# Material provided

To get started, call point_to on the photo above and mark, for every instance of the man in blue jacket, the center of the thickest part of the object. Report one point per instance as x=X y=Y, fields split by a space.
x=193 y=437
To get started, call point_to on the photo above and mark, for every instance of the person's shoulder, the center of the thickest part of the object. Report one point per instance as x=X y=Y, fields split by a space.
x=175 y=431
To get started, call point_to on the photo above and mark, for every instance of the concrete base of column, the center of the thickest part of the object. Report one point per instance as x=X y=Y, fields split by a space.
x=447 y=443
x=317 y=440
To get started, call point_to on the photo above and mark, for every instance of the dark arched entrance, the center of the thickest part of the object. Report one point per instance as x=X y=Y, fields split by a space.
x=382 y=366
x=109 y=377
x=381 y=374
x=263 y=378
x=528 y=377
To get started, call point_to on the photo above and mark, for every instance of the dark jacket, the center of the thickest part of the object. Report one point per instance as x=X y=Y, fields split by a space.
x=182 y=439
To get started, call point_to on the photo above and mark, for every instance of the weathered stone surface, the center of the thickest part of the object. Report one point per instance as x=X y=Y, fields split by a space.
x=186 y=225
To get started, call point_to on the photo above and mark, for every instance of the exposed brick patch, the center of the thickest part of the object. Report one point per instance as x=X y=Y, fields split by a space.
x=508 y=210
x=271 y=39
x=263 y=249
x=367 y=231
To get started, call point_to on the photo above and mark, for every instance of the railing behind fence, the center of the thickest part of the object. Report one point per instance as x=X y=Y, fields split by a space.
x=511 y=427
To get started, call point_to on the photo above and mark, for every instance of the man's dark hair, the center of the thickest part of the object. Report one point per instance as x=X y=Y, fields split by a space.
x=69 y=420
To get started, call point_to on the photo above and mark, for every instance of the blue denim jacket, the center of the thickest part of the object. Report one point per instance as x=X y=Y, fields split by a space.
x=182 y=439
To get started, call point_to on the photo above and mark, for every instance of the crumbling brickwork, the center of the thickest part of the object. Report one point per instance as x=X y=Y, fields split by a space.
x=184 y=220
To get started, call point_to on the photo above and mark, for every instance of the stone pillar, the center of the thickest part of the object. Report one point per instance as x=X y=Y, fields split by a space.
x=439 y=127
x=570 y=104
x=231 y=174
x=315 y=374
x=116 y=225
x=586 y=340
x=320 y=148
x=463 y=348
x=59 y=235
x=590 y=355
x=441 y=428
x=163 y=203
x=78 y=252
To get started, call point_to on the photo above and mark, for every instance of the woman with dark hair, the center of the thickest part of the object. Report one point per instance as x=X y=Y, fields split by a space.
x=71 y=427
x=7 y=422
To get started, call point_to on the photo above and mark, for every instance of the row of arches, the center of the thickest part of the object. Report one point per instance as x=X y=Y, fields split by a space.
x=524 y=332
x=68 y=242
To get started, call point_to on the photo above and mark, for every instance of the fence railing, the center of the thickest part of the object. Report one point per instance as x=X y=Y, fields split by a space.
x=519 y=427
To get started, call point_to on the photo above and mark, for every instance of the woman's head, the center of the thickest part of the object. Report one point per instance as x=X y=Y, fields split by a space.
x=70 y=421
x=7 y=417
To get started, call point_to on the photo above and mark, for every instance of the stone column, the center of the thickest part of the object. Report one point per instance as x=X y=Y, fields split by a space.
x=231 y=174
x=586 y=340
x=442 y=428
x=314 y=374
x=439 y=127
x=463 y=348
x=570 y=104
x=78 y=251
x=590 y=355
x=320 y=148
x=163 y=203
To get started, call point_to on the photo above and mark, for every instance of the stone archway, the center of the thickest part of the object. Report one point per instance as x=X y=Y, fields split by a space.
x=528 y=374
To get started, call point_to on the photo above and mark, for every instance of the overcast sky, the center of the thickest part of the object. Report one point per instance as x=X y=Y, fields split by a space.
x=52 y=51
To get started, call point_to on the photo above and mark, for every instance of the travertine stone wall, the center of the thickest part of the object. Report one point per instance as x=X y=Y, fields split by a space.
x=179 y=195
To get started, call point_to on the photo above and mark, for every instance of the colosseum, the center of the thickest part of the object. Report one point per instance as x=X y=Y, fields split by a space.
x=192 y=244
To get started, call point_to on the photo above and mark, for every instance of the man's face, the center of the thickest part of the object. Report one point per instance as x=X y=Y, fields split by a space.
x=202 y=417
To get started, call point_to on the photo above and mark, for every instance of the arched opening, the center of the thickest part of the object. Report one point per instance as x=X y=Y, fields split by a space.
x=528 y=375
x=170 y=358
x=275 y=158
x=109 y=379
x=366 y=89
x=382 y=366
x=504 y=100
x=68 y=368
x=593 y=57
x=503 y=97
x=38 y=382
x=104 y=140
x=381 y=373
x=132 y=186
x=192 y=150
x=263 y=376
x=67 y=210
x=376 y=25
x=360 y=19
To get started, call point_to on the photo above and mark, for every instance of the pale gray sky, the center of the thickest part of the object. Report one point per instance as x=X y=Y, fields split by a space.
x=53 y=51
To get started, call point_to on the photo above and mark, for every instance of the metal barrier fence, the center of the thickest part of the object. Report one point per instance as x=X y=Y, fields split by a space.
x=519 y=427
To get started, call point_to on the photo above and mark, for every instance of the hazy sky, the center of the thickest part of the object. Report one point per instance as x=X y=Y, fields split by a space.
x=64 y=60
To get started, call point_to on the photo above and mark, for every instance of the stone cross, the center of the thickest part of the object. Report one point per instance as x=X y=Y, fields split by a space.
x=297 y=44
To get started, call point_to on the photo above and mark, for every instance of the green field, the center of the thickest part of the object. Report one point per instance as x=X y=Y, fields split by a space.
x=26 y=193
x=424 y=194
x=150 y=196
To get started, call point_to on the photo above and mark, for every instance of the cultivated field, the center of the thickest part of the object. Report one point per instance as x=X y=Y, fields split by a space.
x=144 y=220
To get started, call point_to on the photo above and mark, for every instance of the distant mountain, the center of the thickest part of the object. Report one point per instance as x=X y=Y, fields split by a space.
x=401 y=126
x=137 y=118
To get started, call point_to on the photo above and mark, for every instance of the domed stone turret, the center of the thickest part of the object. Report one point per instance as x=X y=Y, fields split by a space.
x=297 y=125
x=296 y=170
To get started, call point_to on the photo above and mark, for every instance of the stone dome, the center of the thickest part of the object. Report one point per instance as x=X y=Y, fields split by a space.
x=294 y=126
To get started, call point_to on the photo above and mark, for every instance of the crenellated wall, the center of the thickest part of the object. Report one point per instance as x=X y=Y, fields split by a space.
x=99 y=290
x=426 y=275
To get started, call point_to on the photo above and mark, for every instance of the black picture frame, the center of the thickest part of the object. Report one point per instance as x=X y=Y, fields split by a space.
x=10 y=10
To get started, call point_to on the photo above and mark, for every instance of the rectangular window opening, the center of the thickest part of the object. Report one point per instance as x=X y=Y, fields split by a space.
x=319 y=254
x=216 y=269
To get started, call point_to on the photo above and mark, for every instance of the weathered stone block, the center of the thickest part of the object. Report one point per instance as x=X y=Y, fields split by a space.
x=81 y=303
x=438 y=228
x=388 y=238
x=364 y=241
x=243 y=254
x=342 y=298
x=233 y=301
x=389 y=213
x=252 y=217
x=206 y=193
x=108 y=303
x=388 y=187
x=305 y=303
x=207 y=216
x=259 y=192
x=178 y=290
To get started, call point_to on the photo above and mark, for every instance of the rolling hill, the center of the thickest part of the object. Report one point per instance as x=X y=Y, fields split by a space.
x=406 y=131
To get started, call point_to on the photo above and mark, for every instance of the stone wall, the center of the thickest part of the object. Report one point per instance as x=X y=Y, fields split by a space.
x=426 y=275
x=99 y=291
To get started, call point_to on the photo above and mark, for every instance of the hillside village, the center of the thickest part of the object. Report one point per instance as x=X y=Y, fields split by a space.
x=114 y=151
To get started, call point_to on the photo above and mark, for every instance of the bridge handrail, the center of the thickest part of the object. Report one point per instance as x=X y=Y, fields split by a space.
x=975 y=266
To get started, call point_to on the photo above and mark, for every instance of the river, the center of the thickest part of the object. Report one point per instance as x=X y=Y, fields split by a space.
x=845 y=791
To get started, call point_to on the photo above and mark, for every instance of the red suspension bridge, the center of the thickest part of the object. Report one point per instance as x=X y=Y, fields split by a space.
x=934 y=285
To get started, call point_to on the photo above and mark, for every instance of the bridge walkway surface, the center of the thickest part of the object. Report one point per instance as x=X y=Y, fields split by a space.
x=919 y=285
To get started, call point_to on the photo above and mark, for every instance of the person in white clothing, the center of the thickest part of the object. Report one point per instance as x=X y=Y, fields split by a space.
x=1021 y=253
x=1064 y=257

# Task prompt
Beginning with the line that holds "the person in" and ending with the last line of the data, copy each line exactly and add nothing.

# Worked solution
To get started, call point_to on the photo above and mark, for every instance of the person in white clothing, the center of the thickest part of the object. Report one point per instance as x=X y=Y, fields split by a space.
x=1021 y=253
x=1064 y=257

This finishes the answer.